■ **JOB A**:
Could you reproduce the dataset entries on object locations below with "railing post" replaced by "fence post" throughout, all else unchanged, and leave out the pictures?

■ **PROVIDED PASSAGE**:
Postby crestor » Mon May 27, 2013 6:54 am

bp shinners wrote:
PotenC wrote:Do you have any advice for the RC section? I did PrepTest 58 today and it has the been the first time in a long while that my score dipped below a 170, since I missed a whopping 7 questions on the RC section. I've read that RC section has gotten more difficult over the past couple of years, and it has kind of destroyed my confidence.


People always say this, and I just don't see it. RC has changed, for sure, but I don't think it's become more difficult. To me, it's actually easier now for three reasons:
1) Comparative reading. You will have one of these passages. Most of my students find these passages easier than the other ones.
2) Fewer passages that are helped by specialized knowledge. Sure, it was great to get a passage on a topic with which you were familiar. But it sucked when everyone else was familiar with the topic and you weren't. Recently, I've been seeing more passages that are so esoteric/obscure that no one reading it really has a leg up. That evens the field.

■ **Dataset entries about object locations**:

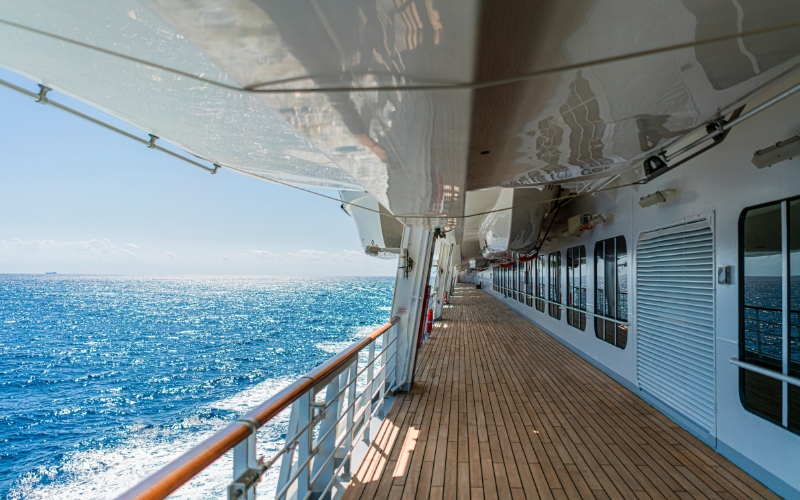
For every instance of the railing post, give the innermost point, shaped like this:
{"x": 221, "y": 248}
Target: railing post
{"x": 367, "y": 397}
{"x": 288, "y": 457}
{"x": 386, "y": 353}
{"x": 349, "y": 427}
{"x": 246, "y": 471}
{"x": 327, "y": 446}
{"x": 304, "y": 441}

■ **JOB B**:
Can you write the next part of the forum post above about the reading comprehension section, continuing after its last sentence?

■ **TASK RESPONSE A**:
For every instance of the fence post, give the innermost point, shaped like this:
{"x": 221, "y": 248}
Target: fence post
{"x": 367, "y": 397}
{"x": 288, "y": 457}
{"x": 386, "y": 353}
{"x": 349, "y": 427}
{"x": 246, "y": 471}
{"x": 327, "y": 446}
{"x": 304, "y": 441}

■ **TASK RESPONSE B**:
3) Tighter answer choices. The questions have become LR-esque in how tight they are with the wording. This means that you should be better able to eliminate the incorrect answer and pick the correct answers based on strategies from LR, and be more certain of your answers than most people think you can be on RC.

Biggest change in strategy I can suggest is to approach each question as an LR question. Type it just as you would in that section. Most will be "Most Strongly Supported"-type questions (including the Main Point question, which should be viewed as a hybrid Main Point/Soft Must Be True ("Most Strongly Supported") question). There will be a smattering of Strengthen/Weaken/Parallel questions. Then a few Role and Organization questions. But use your LR strategies here.

When reviewing passages, don't just find why your answer was wrong and the other answer was right. Figure out what you could have done to quickly answer that question. This usually involves making a new tag on the passage that you didn't the first time through. You don't want every detail that shows up in a question tagged in the passage, but you do want to at least have the paragraph in which it appears tagged so that you could have quickly found that answer choice.

Finally, look at every passage as a progression. X used to be true/what we believed. Y happened. Now we believe Z.

Science:
We used to believe theory X.
Then some scientist did experiment Y.
Now we believe Z.

History:
X was the historical trend.
Then event Y happened.
After that, we saw Z.

Art/Literature:
X was the style at the time.
Then artist/movement Y happened.
Now we have style Z.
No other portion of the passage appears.